Yang perlu dikerjakan
Salin tanpa perubahan bagian teks tentang kaum tani Prancis dan Napoleon, mulai dari "Tradisi sejarah melahirkan" terus hingga "dari rakyat Prancis.".

Teks yang diberikan
Tradisi sejarah melahirkan pada kaum tani Prancis kepercayaan pada keajaiban seorang pria bernama Napoleon yang akan mengembalikan semua kejayaan pada mereka. Dan muncullah seorang individu yang mengklaim sebagai orang itu karena ia menyandang nama Napoleon, sebagai konsekuensi Kode Napoleon, yang mendikritkan: la recherché de la paternité est interdite.[26] Setelah suatu pergelandangan dua-puluh tahun lamanya dan serangkaian petualangan mengerikan dongeng itu digenapkan, dan pria itu mjenjadi Kaisar orang Prancis. Kepastian ide mengenai kemenakannya telah diwujudkan karena ia bertepatan dengan kepastian ide mengenai kelas yang paling besar jumlahnya dari rakyat Prancis.

Tetapi, demikian orang dapat mengajukan keberatan, bagaimana mengenai pemberontakan-pemberontakan kaum tani di separuh Perancis, penyerbuan-penyerbuan tentara terhadap kaum tani, penahanan dan pemindahan massa kaum petani?

Sejak Louis XIV, Prancis tidak mengalami pengejaran serupa terhadap kaum tani berdasarkan praktek-prakteki demagogi.

Tetapi jangan kita salah mengerti. Dinasti Bonaparte tidak mewakili kaum tani revolusioner, melainkan kaum tani konservatif; bukan petani yang berusaha mengatasi kondisi kehidupan sosialnya, usaha pertanian kecil itu, tetapi adalah seseorang yang ingin mengonsolidasi usahanya; bukan rakyat pedesaan yang dalam persekutuan dengan kota-kota ingin menumbangkan tatanan lama melalui enerji-enerji mereka sendiri, tetapi sebaliknya, dalam kesendirian kokoh di dalam tatanan lama ini, yang ingin melihat diri mereka sendiri dan usaha kecil mereka diselamatkan dan diberkati oleh roh Kekaisaran. Ia tidak mewakili pencerahan tetapi ketakhayulan petani; bukan penilaiannya tetapi prasangkanya; bukan masa depannya melainkan masa-lalunya.; bukan Cevennes [27] modernnya, melainkan Vendee [28] modernnya.

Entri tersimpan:
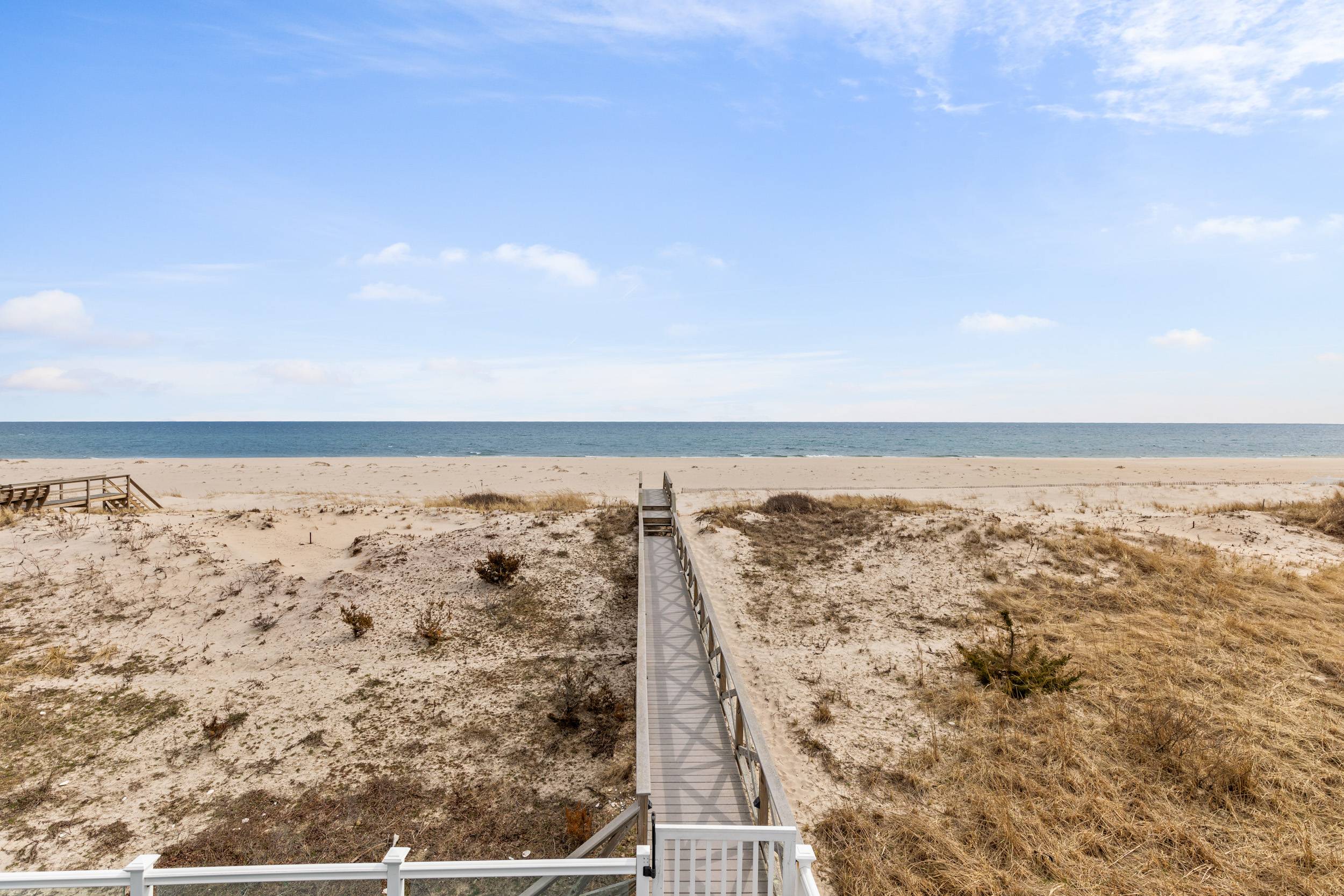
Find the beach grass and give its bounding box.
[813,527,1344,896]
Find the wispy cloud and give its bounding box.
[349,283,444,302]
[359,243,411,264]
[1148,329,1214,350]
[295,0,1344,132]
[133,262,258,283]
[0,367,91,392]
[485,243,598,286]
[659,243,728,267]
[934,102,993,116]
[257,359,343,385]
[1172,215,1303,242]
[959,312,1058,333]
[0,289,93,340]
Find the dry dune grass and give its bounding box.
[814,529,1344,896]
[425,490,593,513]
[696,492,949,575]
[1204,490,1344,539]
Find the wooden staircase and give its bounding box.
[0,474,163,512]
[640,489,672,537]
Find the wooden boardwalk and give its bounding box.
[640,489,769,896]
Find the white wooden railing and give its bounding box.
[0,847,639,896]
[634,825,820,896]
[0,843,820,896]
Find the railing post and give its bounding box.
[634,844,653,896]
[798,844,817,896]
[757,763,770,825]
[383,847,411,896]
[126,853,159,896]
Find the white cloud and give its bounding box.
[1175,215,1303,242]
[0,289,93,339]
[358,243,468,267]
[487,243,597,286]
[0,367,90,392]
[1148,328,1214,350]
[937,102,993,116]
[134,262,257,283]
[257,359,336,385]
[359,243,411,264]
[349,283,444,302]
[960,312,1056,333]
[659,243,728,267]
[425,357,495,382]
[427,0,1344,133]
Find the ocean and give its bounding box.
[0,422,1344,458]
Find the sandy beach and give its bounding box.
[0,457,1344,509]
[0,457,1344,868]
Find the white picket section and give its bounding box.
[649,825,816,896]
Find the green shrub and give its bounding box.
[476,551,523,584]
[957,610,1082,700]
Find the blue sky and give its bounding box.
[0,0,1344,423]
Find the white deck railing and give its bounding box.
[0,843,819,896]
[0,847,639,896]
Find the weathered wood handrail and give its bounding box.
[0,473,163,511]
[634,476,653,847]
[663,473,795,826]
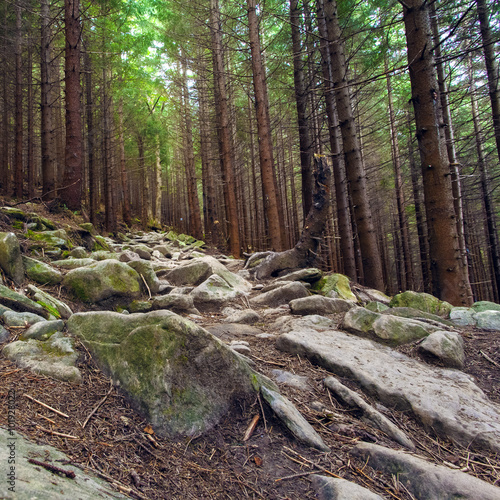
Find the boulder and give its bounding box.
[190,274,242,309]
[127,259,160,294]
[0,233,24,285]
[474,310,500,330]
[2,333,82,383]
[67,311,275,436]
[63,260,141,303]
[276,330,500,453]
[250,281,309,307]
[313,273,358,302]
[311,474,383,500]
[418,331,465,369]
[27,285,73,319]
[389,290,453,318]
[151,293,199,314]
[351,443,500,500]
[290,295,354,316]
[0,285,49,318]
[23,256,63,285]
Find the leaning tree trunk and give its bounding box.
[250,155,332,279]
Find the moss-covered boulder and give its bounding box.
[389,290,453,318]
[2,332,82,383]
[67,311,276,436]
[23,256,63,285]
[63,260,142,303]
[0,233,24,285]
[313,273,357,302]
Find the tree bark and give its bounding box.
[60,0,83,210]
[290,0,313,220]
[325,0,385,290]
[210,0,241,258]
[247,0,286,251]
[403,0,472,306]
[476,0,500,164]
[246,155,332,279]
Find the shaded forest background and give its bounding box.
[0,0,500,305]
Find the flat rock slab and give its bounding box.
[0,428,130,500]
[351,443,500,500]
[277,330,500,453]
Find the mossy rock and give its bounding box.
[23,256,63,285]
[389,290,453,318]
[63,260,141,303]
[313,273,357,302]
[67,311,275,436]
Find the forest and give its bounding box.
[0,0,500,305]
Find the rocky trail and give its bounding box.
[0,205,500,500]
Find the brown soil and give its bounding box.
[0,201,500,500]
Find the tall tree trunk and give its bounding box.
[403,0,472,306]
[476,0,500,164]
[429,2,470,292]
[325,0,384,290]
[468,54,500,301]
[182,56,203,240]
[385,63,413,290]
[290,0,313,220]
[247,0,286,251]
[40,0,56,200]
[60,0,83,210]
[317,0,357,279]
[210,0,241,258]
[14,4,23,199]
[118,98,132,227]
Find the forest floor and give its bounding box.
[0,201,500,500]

Hasil tugas ini
Tradisi sejarah melahirkan pada kaum tani Prancis kepercayaan pada keajaiban seorang pria bernama Napoleon yang akan mengembalikan semua kejayaan pada mereka. Dan muncullah seorang individu yang mengklaim sebagai orang itu karena ia menyandang nama Napoleon, sebagai konsekuensi Kode Napoleon, yang mendikritkan: la recherché de la paternité est interdite.[26] Setelah suatu pergelandangan dua-puluh tahun lamanya dan serangkaian petualangan mengerikan dongeng itu digenapkan, dan pria itu mjenjadi Kaisar orang Prancis. Kepastian ide mengenai kemenakannya telah diwujudkan karena ia bertepatan dengan kepastian ide mengenai kelas yang paling besar jumlahnya dari rakyat Prancis.